Solicit the expertise of conference speakers

Attending the National Conference and Exhibition on Transporting Students with Disabilities & Preschoolers and reaching out to speakers who present at the annual event is another way to obtain invaluable information to enliven training sessions.

The conference offers sessions on timely issues related to special-needs transportation and disabilities. Moreover, the speakers are often disability experts and people who work with special-needs students daily, and they are happy to provide their expertise to operations.

Jo Mascorro, a consultant who provides training on behavior intervention practices, effective communication, parenting skills and programming for students with severe disabilities, is scheduled to present at next month’s conference, to be held March 5-10 in Orlando, Fla., and Gervais said Mascorro spoke at Denver Public Schools’ transportation department in January.

Jean Zimmerman, a physical therapist and supervisor of occupational and physical therapy for the School District of Palm Beach County in West Palm Beach, Fla., is another conference speaker who frequently heads special-needs training sessions for pupil transportation departments around the country.

**EXCERPTED RECORDS**
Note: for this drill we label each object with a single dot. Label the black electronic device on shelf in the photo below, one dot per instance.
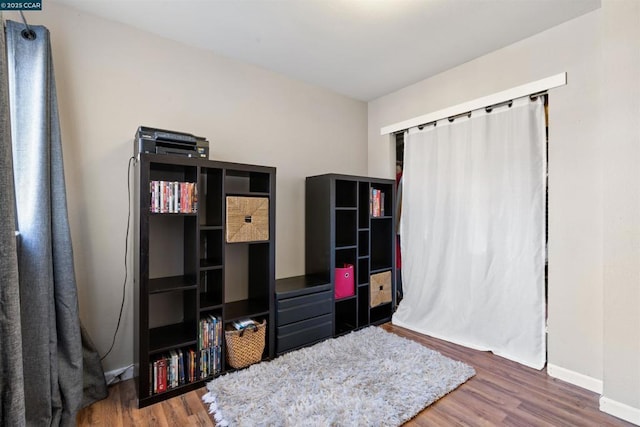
(161, 141)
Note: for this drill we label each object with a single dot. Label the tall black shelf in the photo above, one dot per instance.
(185, 270)
(342, 227)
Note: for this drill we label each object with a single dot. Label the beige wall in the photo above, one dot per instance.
(112, 78)
(621, 136)
(594, 202)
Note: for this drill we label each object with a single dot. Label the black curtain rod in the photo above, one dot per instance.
(488, 109)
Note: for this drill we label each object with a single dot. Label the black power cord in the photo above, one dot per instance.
(126, 252)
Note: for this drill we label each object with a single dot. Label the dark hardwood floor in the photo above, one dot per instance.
(502, 393)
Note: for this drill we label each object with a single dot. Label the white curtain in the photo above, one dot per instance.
(472, 232)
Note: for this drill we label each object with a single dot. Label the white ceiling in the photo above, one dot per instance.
(360, 48)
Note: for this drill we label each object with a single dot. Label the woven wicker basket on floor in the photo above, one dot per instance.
(245, 347)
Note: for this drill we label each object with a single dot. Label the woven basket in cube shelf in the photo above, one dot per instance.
(247, 219)
(245, 347)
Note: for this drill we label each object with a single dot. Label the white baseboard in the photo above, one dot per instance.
(119, 374)
(575, 378)
(620, 410)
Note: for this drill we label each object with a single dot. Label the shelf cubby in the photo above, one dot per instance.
(342, 229)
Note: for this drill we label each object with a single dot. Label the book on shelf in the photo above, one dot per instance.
(173, 197)
(239, 325)
(210, 346)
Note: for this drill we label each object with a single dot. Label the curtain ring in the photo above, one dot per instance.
(27, 33)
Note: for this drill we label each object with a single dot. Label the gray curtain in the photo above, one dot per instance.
(11, 392)
(51, 335)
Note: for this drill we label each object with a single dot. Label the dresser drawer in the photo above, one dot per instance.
(303, 333)
(303, 307)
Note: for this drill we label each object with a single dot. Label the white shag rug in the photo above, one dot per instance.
(368, 377)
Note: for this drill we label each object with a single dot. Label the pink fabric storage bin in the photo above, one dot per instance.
(344, 284)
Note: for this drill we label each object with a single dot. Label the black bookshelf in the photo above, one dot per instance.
(345, 224)
(185, 271)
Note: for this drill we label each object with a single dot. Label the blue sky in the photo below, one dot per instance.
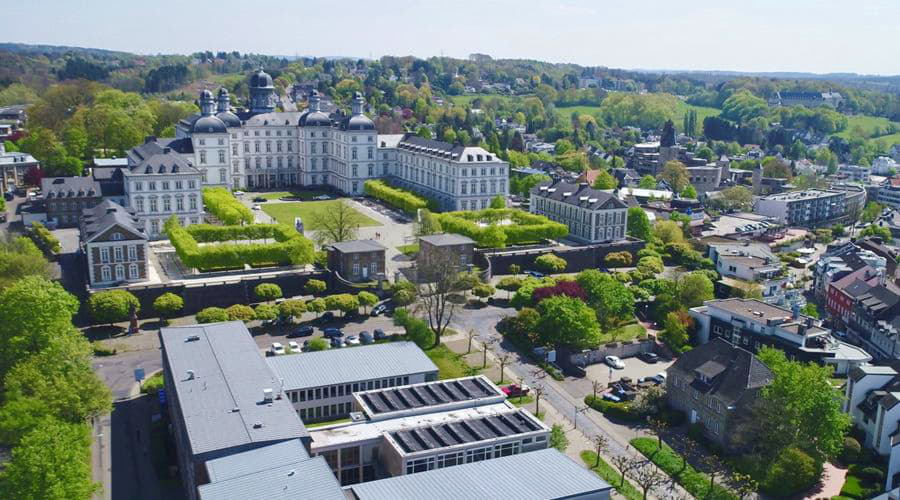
(750, 35)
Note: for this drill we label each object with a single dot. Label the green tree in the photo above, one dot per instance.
(639, 224)
(567, 321)
(52, 462)
(168, 305)
(212, 315)
(112, 306)
(267, 291)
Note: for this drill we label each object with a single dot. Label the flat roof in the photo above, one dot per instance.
(418, 397)
(538, 475)
(352, 364)
(221, 399)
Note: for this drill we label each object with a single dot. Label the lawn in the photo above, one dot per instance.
(286, 212)
(450, 364)
(611, 476)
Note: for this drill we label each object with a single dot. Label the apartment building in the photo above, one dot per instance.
(592, 216)
(321, 384)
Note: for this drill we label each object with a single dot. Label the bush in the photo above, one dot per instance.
(618, 259)
(221, 203)
(792, 471)
(212, 315)
(550, 263)
(850, 453)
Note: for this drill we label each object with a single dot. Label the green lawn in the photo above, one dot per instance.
(286, 212)
(609, 474)
(450, 364)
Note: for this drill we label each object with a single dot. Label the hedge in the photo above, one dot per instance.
(289, 247)
(44, 238)
(221, 203)
(404, 200)
(525, 227)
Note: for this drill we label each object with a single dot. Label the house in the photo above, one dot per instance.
(67, 197)
(321, 384)
(441, 249)
(754, 324)
(357, 260)
(716, 385)
(115, 245)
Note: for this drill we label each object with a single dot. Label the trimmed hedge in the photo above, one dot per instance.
(221, 203)
(289, 247)
(525, 227)
(404, 200)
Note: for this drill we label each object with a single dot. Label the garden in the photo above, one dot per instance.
(499, 227)
(216, 253)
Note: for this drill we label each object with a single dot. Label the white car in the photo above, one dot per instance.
(615, 362)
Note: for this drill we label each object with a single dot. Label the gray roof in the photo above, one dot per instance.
(352, 364)
(229, 373)
(358, 246)
(447, 239)
(580, 195)
(249, 462)
(307, 479)
(536, 475)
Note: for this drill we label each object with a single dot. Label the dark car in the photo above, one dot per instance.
(332, 333)
(648, 357)
(303, 331)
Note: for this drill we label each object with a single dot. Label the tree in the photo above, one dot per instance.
(567, 321)
(314, 287)
(50, 462)
(558, 438)
(112, 306)
(240, 312)
(212, 315)
(267, 291)
(292, 308)
(639, 224)
(168, 305)
(605, 180)
(675, 174)
(367, 300)
(340, 222)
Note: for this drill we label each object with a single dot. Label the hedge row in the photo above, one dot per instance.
(44, 238)
(525, 227)
(290, 247)
(404, 200)
(221, 203)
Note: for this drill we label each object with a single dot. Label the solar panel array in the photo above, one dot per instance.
(464, 431)
(433, 394)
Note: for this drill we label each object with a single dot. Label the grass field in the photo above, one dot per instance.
(286, 212)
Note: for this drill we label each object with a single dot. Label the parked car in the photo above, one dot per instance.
(332, 333)
(648, 357)
(615, 362)
(302, 331)
(515, 390)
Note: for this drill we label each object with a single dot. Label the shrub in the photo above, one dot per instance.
(212, 315)
(550, 263)
(221, 203)
(792, 471)
(404, 200)
(618, 259)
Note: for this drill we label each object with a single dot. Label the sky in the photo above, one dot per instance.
(822, 36)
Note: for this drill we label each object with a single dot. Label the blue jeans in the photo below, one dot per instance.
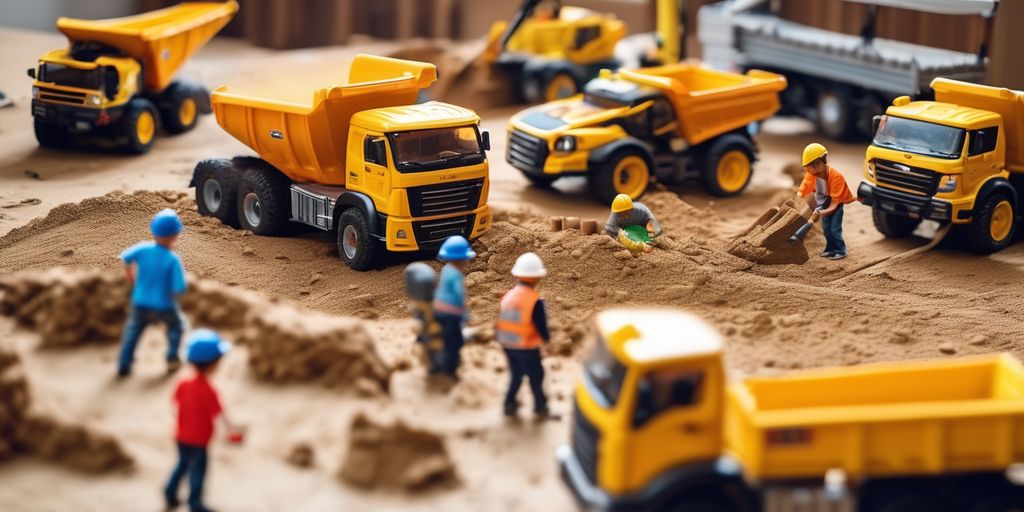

**TASK LIST**
1. In the text about conference speakers, where and when is next month's conference scheduled to be held?
2. Continue the text about soliciting conference speakers' expertise, beginning after its final sentence.

**RESPONSES PER TASK**
1. March 5-10 in Orlando, Fla.

2.
Zimmerman’s sessions comprise a classroom portion followed by a hands-on portion in and around a school bus (she, along with many pupil transporters, feels this is an effective format for training). In her sessions, Zimmerman covers the characteristics of various disabilities and how they can affect the transportation process, as well as such topics as child safety restraint systems and evacuations.

The hands-on component of the session involves comprehensive instruction on how to use the equipment necessary to transport students with special needs, like wheelchairs and wheelchair tiedowns.

“I have the trainees go through the process of loading and unloading motorized wheelchairs, and we train them on the correct way to tie down the wheelchairs and use the occupant restraint system,” Zimmerman explains.

Zimmerman also works with trainees on proper lifting techniques for transporting students out of the bus during an evacuation and the different types of transfers that may be needed during an evacuation.

“At the Transporting Students with Disabilities & Preschoolers conference, I will be premiering a training curriculum that I have completed with the assistance of the Pupil Transportation Safety Institute (PTSI) on evacuating students with disabilities,” Zimmerman says. “I have written this curriculum based on requests from bus drivers, monitors, trainers and supervisors that I have met as I have traveled.”

Zimmerman’s curriculum will be available from PTSI at the end of February.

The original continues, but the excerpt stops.